[START OF TEXT TO READ]

Surviving the Apocalypses of Desire

Neither Poetry nor Justice

There’s a lot going on these days, isn’t there? Crisis after crisis, storm after storm. Meanwhile, like rubberneckers at a slow motion car crash, we’ve been fixated on a months-long national orgy of skank, deceit and vituperation that basically served to reconfirm an ineffectual status quo with tweaks. (Thank god that’s over. Now what?) But do we know what it all means? We’ve all got opinions; we’re all shouting them at the top of our lungs. Nobody seems willing to admit there might be a major interpretation deficit in the culture.

How do we decide on the meaning of our reality? It’s not a new dilemma. In fact it’s quite possibly coeval with the emergence of a brain that could form images of things that weren’t actually there. It could “see” animals running on an open plain inside a lightless cave. It could “see” living beings after they had died, and dead things as if they still lived. From a bone or a track it could visualize a whole creature.

Other animals don’t need help interpreting reality. But when the brain is lighting up all the time with so many signals that can’t be dismissed or ignored, and yet much of what they convey is absent to the senses, so that even the reality of what is present becomes questionable, interpretation is required. The nascent mind might have collapsed into stupor from the psychic weight of all this information. But interpreters emerged, in our little wandering forage-groups. They were the ones who took on the full madness of reception: information streaming from both the present and absent world—and returned from their immersion in it with a vision of the meaning it had for the group.

That was a long time ago, but it kept working for us. Time took us (some of us) from shamans to prophets to poets, but they are all on a continuum. They invoke a reality larger than one time, one place, and certainly larger than one person. They invoke the whole reality of culture, with its bonds among people, to nature, across time. Their main mechanism is metaphor, which links disparate things, uniting them, taking you from the known to the unknown in a graceful leap of language or performance. We can all think this way, but our interpreters did it best.

But what about now? What about us, here today, our virtual tribes huddled around electronic campfires bathing us endlessly in data-glow? The poets have been sidelined; they are mumbling in the corners, haunting little book-lined cubicles in university basements or pretend-shouting on the crazy streets. The poets are not on TV, or getting over ten million hits on YouTube. Maybe we thought the rock stars could step in—but no, that didn’t work, because they grew rich, and they spoke only to children, who then aged, but did not grow.

Who is it now that tells us who we are, and what our time means? Who interprets the world for us? Salesmen. That’s who. For my whole life, and before, since the beginning of the 20th century, the “Century of the Self,” it has been aptly called, salesmen have been on the rise. Their Machiavelli, Edward Bernays, was the first to realize that a whole nation’s identity could be forged and maintained and its power structures perpetuated by salesmanship.

Salesmanship is a unifying force. We don’t have to go to the same churches or have the same heroes or read the same books or see the same movies, as long as we hear and see the same ads.

[END OF TEXT TO READ]
[START OF ITEMS]

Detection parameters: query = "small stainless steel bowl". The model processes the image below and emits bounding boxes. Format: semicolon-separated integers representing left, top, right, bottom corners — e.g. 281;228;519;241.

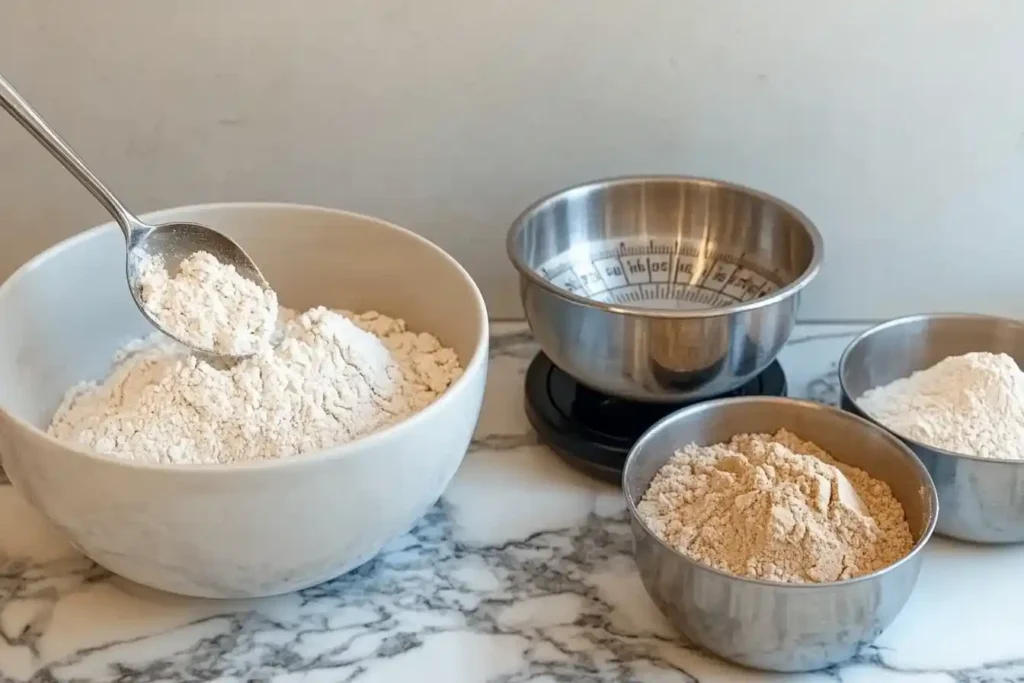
623;396;938;672
507;176;822;402
839;314;1024;543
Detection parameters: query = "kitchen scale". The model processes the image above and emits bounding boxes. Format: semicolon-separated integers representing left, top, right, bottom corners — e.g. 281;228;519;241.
525;351;787;484
507;176;822;482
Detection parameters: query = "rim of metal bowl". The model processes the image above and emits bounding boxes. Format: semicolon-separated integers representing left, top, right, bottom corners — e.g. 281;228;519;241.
839;313;1024;467
620;396;939;591
505;175;824;318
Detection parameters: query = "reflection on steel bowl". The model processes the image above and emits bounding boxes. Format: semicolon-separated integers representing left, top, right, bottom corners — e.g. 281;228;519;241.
507;176;822;401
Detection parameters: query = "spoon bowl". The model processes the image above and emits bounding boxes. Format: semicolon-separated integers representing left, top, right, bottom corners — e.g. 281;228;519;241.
125;221;283;362
0;71;282;362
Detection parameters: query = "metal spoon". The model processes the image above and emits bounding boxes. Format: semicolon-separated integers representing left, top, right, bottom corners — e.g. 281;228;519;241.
0;75;270;361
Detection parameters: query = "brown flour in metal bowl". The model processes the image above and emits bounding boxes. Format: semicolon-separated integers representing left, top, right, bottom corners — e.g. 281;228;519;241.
637;430;913;584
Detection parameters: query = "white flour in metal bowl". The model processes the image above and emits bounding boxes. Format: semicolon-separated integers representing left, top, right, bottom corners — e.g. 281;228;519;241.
49;308;462;464
857;352;1024;460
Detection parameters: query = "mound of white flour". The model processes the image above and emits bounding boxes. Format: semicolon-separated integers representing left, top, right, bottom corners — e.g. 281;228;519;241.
138;252;278;355
857;353;1024;460
49;308;462;464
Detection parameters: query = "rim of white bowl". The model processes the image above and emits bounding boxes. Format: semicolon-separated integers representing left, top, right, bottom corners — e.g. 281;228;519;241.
0;202;490;474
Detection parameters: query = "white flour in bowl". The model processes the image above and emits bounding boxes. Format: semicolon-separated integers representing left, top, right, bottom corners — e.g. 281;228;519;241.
138;252;278;355
857;352;1024;460
49;308;462;464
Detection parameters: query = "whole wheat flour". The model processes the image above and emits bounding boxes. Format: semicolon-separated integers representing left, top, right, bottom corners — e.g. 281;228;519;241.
637;430;913;584
49;308;462;464
138;252;278;355
857;352;1024;460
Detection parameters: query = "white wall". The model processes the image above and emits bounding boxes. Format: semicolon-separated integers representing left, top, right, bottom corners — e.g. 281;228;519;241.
0;0;1024;318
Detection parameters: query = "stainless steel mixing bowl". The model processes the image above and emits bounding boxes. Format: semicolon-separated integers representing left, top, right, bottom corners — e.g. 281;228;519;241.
623;396;938;672
839;314;1024;543
507;176;822;401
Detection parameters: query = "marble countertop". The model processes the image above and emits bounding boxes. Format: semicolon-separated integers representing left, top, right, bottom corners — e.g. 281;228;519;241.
0;325;1024;683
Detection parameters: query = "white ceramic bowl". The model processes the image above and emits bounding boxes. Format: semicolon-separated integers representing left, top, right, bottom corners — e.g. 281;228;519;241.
0;204;488;598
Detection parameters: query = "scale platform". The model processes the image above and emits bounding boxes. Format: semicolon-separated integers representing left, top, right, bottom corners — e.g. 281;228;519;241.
525;352;787;484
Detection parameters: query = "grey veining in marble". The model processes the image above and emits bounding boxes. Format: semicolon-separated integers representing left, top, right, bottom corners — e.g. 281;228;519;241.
0;326;1024;683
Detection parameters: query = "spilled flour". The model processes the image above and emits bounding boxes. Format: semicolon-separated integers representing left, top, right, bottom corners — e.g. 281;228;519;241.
138;252;278;355
49;308;462;464
857;352;1024;460
637;430;913;584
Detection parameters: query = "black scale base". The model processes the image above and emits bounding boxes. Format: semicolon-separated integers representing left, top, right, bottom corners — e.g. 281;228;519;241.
526;353;786;483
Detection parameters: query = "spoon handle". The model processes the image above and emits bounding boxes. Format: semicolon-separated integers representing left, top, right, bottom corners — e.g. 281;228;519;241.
0;74;143;243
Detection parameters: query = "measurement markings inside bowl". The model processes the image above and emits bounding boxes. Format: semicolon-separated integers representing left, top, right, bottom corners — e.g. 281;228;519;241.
538;240;781;309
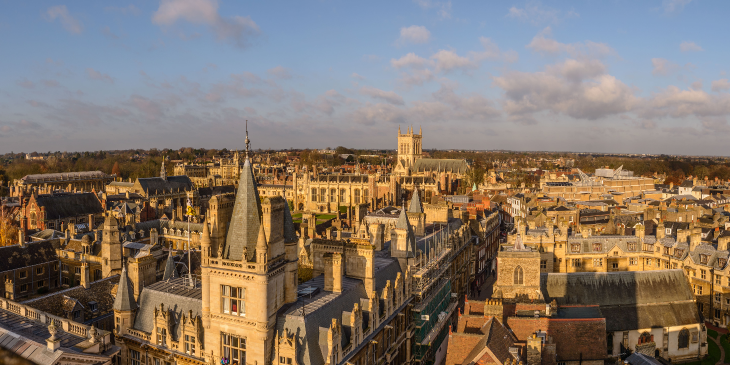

[END OF ITEMS]

REQUIRED WORK ::
1: Answer from the essay on who interprets reality for us:
(a) What does the essay call the main mechanism of shamans, prophets and poets?
(b) Whom does the essay name as the salesmen's Machiavelli?
(c) By what name has the period since the beginning of the 20th century been called?
2: Continue the essay on who interprets reality for us from its last sentence.
The records play no part in this work.

RESPONSES ::
1:
(a) Metaphor.
(b) Edward Bernays.
(c) The "Century of the Self."

2:
The salesmen also sold us our cleverness and our personal importance–even though compared to what there is to know and what there is to be, we know nothing and are nothing. And through the eons, knowing that was the only wisdom. Not anymore. Whatever is wrong, there is a product that will right it, and everything is product. Spiritual growth is a product, sustainability is a product, just like personal computers and food and lipstick. Terror is a product, change is a product, sold to us by leaders who are figureheads created by the salesmen, built by them, and then destroyed by them to be replaced by others who can sell better.

They sell us everything from youth to religion
The same time they sell us our wars

And there is no selling without lying. Think about it. Nothing is ever, ever sold without telling a lie. There are lies of omission or commission. Omission: This is stolen goods. Because if you go back far enough, as with a piece of land, no one owned it. And if it was something made, the labor of its makers was stolen by owners and middlemen. That’s omission.

Commission: This will change your life. You need this. Not something else like it—this.

So the salesmen, who interpret our world for us, who tell us what we need and who we are, are always lying to us. At the very center of their interpretation of our life is mendacity.

But even if we know this, most of us forgive them. The salesmen are us, too. They don’t want power for themselves, or most of them don’t. They just want money. And they want to get it by giving us Everything We Want, by never saying no, like a kind uncle. Who are they? What are their names? Their names are not Enkidu or Hercules or Nebuchadnezzar or Solomon or Napoleon or Hitler. Their names are not Jeremiah or Jesus or Buddha. Their names are not Rumi or William Blake. Their names are not important. They are just us: no better, no worse.

Some people want us to have the old prophets and shamans back: listen to the elders! Listen to Indigenous Peoples! Listen to the Bible! Listen to Mohammed!

Some people want us to have new prophets: listen to the scientists!

Some people want us to figure it out for ourselves: listen to your conscience, your intelligence, your compassion!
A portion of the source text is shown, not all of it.